#### [Directions]
Reproduce all the records below with "one keypoint per instance" renamed to "a single keypoint per instance" wherever it occurs, keeping every other character intact.

#### [Saved entries]

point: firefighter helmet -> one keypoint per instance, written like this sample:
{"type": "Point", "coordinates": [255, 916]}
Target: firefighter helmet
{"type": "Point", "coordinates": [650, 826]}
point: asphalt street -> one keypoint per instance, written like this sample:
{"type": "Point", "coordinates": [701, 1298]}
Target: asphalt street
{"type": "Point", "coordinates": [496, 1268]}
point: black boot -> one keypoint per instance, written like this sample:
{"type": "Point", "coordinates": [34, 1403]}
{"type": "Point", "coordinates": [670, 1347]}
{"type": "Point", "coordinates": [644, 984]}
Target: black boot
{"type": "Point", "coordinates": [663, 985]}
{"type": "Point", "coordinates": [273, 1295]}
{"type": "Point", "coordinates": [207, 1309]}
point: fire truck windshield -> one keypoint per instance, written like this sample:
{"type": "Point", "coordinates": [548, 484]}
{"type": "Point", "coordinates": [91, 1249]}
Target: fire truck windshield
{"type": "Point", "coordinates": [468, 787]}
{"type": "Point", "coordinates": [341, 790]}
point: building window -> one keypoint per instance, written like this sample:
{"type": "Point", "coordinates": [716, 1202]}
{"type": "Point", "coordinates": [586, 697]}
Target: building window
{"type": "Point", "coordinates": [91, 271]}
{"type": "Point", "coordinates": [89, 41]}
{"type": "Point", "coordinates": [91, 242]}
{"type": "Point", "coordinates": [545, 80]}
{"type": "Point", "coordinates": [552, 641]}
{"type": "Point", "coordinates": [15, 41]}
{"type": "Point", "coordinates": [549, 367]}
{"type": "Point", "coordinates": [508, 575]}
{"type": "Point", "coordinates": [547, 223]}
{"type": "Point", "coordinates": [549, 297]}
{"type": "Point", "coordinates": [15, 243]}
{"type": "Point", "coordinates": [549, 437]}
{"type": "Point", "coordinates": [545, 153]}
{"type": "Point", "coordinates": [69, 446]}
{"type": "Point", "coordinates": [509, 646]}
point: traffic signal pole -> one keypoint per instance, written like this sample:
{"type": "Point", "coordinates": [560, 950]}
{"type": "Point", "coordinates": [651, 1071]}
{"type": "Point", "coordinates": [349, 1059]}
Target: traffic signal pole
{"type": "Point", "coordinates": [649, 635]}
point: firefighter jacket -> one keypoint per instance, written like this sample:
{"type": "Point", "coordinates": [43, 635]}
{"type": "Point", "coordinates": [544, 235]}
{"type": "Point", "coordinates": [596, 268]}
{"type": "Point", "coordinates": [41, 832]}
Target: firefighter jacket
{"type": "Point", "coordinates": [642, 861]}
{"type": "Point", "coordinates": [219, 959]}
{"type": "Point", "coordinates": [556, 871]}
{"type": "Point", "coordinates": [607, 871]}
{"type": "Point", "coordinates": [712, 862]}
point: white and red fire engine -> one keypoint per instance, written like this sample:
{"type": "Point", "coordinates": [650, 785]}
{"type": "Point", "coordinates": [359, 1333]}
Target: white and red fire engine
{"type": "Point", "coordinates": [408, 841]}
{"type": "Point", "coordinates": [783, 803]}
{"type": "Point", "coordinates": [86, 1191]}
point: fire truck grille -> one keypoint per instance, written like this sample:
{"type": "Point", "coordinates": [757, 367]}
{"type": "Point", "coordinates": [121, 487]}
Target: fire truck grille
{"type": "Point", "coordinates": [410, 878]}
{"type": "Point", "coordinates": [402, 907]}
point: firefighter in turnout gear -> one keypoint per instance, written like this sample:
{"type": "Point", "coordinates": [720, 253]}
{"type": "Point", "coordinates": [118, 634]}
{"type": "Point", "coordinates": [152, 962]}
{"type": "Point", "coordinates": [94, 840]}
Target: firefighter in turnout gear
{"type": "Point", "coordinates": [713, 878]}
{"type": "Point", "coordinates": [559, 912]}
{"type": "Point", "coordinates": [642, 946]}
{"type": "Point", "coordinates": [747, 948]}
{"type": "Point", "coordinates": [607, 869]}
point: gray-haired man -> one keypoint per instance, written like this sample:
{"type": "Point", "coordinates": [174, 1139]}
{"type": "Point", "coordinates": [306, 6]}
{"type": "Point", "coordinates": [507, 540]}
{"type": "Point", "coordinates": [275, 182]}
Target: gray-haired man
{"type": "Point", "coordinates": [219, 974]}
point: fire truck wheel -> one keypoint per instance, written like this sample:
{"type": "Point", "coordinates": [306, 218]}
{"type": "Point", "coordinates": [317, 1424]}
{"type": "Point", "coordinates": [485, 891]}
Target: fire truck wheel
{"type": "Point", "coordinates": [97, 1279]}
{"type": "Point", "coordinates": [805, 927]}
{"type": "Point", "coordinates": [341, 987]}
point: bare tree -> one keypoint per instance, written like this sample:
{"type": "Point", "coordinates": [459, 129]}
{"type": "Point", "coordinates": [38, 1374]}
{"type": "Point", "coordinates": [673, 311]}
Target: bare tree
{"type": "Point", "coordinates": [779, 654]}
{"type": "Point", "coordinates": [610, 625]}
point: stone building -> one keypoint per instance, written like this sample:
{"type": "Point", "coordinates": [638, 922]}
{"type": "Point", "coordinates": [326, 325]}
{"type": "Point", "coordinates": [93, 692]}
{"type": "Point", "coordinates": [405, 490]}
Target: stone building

#### [Written reply]
point: firefighter helmet -> a single keypoint per instance, written like this sample:
{"type": "Point", "coordinates": [255, 916]}
Target: firefighter helmet
{"type": "Point", "coordinates": [650, 826]}
point: asphalt street -> a single keypoint per instance, written like this sample:
{"type": "Point", "coordinates": [701, 1298]}
Target: asphalt street
{"type": "Point", "coordinates": [496, 1268]}
point: black boot -> a single keypoint per instance, written like this sample:
{"type": "Point", "coordinates": [34, 1403]}
{"type": "Point", "coordinates": [670, 1347]}
{"type": "Point", "coordinates": [644, 984]}
Target: black boot
{"type": "Point", "coordinates": [663, 985]}
{"type": "Point", "coordinates": [273, 1295]}
{"type": "Point", "coordinates": [207, 1309]}
point: fire truck windshield -> a single keypoint per instance, written like this sample:
{"type": "Point", "coordinates": [548, 484]}
{"type": "Point", "coordinates": [91, 1249]}
Target: fire truck windshield
{"type": "Point", "coordinates": [468, 787]}
{"type": "Point", "coordinates": [341, 790]}
point: building window -> a single keypoint per instance, written like this sample:
{"type": "Point", "coordinates": [716, 1202]}
{"type": "Point", "coordinates": [586, 697]}
Target: building window
{"type": "Point", "coordinates": [91, 271]}
{"type": "Point", "coordinates": [89, 41]}
{"type": "Point", "coordinates": [91, 242]}
{"type": "Point", "coordinates": [545, 80]}
{"type": "Point", "coordinates": [552, 641]}
{"type": "Point", "coordinates": [15, 41]}
{"type": "Point", "coordinates": [549, 367]}
{"type": "Point", "coordinates": [508, 575]}
{"type": "Point", "coordinates": [547, 223]}
{"type": "Point", "coordinates": [549, 297]}
{"type": "Point", "coordinates": [15, 243]}
{"type": "Point", "coordinates": [549, 437]}
{"type": "Point", "coordinates": [545, 153]}
{"type": "Point", "coordinates": [69, 446]}
{"type": "Point", "coordinates": [509, 646]}
point: traffic signal pole -> a single keypoint per instance, written like this sample:
{"type": "Point", "coordinates": [560, 950]}
{"type": "Point", "coordinates": [651, 1071]}
{"type": "Point", "coordinates": [349, 1059]}
Target: traffic signal pole
{"type": "Point", "coordinates": [649, 635]}
point: firefighter jacket -> a single keypoint per instance, written like this sample:
{"type": "Point", "coordinates": [43, 635]}
{"type": "Point", "coordinates": [544, 235]}
{"type": "Point", "coordinates": [596, 268]}
{"type": "Point", "coordinates": [41, 832]}
Target: firefighter jacket
{"type": "Point", "coordinates": [642, 861]}
{"type": "Point", "coordinates": [219, 959]}
{"type": "Point", "coordinates": [556, 871]}
{"type": "Point", "coordinates": [607, 871]}
{"type": "Point", "coordinates": [712, 862]}
point: white and red fire engine -> a single keypoint per instance, written like this sample:
{"type": "Point", "coordinates": [650, 785]}
{"type": "Point", "coordinates": [359, 1333]}
Target: white and red fire engine
{"type": "Point", "coordinates": [408, 841]}
{"type": "Point", "coordinates": [783, 803]}
{"type": "Point", "coordinates": [86, 1191]}
point: fire truck grille -> a single keypoint per instance, written like this sample:
{"type": "Point", "coordinates": [757, 367]}
{"type": "Point", "coordinates": [121, 487]}
Target: fire truck grille
{"type": "Point", "coordinates": [410, 878]}
{"type": "Point", "coordinates": [402, 907]}
point: firefighter in turnout gear -> a single keypoint per instance, written like this sample:
{"type": "Point", "coordinates": [720, 253]}
{"type": "Point", "coordinates": [118, 634]}
{"type": "Point", "coordinates": [152, 962]}
{"type": "Point", "coordinates": [94, 840]}
Target: firefighter in turnout gear
{"type": "Point", "coordinates": [713, 878]}
{"type": "Point", "coordinates": [559, 912]}
{"type": "Point", "coordinates": [642, 946]}
{"type": "Point", "coordinates": [747, 948]}
{"type": "Point", "coordinates": [607, 869]}
point: gray-haired man -> a single keypoint per instance, written like this sample:
{"type": "Point", "coordinates": [174, 1139]}
{"type": "Point", "coordinates": [306, 6]}
{"type": "Point", "coordinates": [507, 540]}
{"type": "Point", "coordinates": [275, 182]}
Target: gray-haired man
{"type": "Point", "coordinates": [219, 974]}
point: fire truck wheel -> a single keypoint per instance, written like this sample:
{"type": "Point", "coordinates": [306, 218]}
{"type": "Point", "coordinates": [317, 1424]}
{"type": "Point", "coordinates": [485, 891]}
Target: fire truck wheel
{"type": "Point", "coordinates": [97, 1279]}
{"type": "Point", "coordinates": [805, 927]}
{"type": "Point", "coordinates": [341, 987]}
point: bare tree -> a single keypoint per instance, written like this sample:
{"type": "Point", "coordinates": [459, 129]}
{"type": "Point", "coordinates": [38, 1374]}
{"type": "Point", "coordinates": [673, 311]}
Target: bare tree
{"type": "Point", "coordinates": [779, 654]}
{"type": "Point", "coordinates": [610, 625]}
point: stone building -> a single keypoint per instance, written like this sample:
{"type": "Point", "coordinates": [638, 922]}
{"type": "Point", "coordinates": [326, 325]}
{"type": "Point", "coordinates": [93, 692]}
{"type": "Point", "coordinates": [405, 490]}
Target: stone building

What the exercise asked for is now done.